_Uit te voeren taken_
a) Welke kerken noemt de brontekst bij naam?
b) Kopieer uit de brontekst woordelijk het stuk van "Sommige geloofsgemeenschappen menen" tot en met "de hemelen is.".

Categorieën
Traditie

Waarom noemen we een priester ‘vader’?

Home » Traditie » Waarom noemen we een priester ‘vader’?

Binnen de orthodoxe kerken, maar bijvoorbeeld ook binnen de Rooms-katholieke Kerk, worden priesters ‘vader’ genoemd. Binnen de Syrisch-orthodoxe kerk wordt een priester ‘abuna’ genoemd, wat eveneens vertaald kan worden als vader. Ook de heiligen staan bekend als ‘kerkvaders’. Waarom noemen wij ze zo en is dat wel in lijn met de bijbel?

Noem niemand op aarde uw vader

Sommige geloofsgemeenschappen menen dat orthodoxen en katholieken onterecht priesters vaders noemen. Dit zou in strijd zijn met de bijbel. Ze verwijzen dan naar Mattheüs 23:9, waarin Jezus zelf zegt dat men niemand op aarde ‘vader’ mag noemen:

En u mag niemand op de aarde uw vader noemen, want Eén is uw Vader, namelijk Hij Die in de hemelen is.

Fragmenten uit een dataset over het aanwijzen van objecten:
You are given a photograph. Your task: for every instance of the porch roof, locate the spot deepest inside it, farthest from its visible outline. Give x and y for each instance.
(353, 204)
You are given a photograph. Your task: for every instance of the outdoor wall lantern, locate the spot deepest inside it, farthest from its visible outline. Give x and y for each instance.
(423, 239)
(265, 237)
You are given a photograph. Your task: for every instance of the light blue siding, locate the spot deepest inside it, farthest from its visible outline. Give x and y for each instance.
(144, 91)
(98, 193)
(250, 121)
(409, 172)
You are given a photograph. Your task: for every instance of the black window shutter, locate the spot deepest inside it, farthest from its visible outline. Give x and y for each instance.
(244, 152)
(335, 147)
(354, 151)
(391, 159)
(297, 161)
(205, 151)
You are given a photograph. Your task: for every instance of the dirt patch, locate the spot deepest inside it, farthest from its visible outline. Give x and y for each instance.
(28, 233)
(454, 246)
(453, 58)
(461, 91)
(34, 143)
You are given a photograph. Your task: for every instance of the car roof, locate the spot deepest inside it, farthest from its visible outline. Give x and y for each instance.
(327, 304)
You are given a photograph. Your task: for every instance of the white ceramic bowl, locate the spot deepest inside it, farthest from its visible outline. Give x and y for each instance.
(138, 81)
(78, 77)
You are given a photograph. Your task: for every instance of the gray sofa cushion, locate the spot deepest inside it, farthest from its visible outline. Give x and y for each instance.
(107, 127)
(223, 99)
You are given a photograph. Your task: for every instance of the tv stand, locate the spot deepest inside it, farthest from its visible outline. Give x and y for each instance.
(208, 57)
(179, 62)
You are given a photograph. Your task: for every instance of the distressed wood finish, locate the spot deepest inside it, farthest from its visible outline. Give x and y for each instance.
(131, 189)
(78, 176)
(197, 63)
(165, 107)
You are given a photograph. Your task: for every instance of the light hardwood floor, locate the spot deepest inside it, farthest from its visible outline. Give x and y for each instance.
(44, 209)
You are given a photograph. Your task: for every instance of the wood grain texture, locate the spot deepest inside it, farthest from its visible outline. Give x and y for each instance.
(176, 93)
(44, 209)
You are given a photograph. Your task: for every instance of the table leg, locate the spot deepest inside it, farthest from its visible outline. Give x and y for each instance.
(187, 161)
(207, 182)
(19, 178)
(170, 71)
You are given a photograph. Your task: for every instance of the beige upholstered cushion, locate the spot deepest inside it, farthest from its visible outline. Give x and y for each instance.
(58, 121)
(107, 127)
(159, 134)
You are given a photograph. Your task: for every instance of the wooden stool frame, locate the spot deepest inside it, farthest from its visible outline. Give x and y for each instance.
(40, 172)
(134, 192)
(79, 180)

---

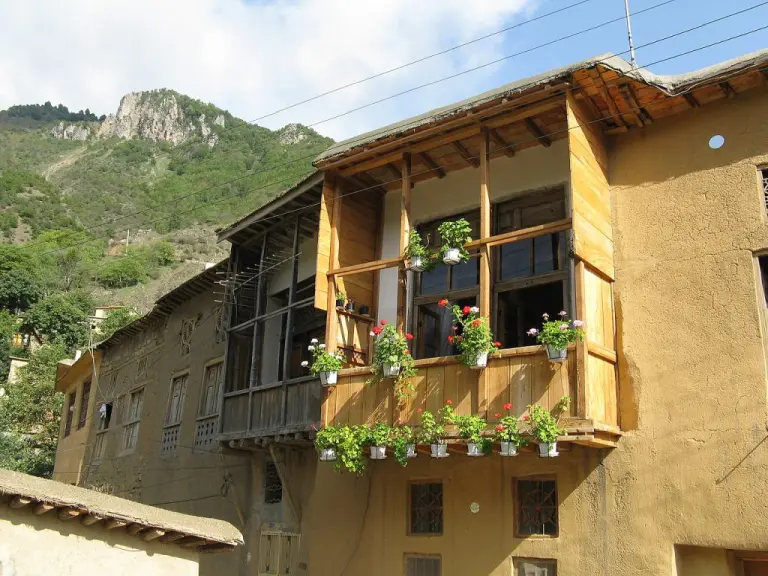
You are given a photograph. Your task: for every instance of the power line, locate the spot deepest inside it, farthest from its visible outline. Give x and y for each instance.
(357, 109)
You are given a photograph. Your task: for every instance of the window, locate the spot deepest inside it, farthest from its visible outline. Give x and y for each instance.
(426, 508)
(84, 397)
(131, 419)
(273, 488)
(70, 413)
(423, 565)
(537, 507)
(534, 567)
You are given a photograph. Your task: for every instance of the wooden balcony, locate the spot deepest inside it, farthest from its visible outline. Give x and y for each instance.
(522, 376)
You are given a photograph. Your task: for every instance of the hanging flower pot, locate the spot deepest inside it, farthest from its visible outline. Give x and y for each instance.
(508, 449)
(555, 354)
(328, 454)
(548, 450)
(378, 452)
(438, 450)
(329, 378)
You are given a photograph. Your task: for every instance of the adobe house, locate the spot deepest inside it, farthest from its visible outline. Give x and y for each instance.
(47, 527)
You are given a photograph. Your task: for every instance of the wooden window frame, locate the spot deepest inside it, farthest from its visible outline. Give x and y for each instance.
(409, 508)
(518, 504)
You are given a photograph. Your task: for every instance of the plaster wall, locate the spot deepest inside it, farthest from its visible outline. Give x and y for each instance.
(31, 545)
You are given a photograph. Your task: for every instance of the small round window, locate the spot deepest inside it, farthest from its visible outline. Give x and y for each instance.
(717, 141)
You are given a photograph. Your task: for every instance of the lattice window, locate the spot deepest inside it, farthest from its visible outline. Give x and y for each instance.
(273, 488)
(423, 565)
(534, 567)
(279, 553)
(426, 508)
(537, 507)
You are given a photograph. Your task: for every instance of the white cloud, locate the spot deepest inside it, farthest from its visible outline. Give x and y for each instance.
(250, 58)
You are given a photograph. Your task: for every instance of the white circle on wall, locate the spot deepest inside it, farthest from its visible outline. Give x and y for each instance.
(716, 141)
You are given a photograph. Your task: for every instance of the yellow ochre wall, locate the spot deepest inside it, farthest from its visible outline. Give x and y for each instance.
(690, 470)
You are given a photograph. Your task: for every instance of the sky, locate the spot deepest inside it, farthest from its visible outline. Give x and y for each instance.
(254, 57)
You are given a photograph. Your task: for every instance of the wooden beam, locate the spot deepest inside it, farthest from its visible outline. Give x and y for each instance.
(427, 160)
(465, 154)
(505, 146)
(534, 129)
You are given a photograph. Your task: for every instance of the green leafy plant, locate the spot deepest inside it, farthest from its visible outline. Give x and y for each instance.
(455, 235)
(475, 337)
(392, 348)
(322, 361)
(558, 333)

_Oefenresultaten_
a)
- orthodoxe kerken
- Rooms-katholieke Kerk
- Syrisch-orthodoxe kerk

b)
Sommige geloofsgemeenschappen menen dat orthodoxen en katholieken onterecht priesters vaders noemen. Dit zou in strijd zijn met de bijbel. Ze verwijzen dan naar Mattheüs 23:9, waarin Jezus zelf zegt dat men niemand op aarde ‘vader’ mag noemen:

En u mag niemand op de aarde uw vader noemen, want Eén is uw Vader, namelijk Hij Die in de hemelen is.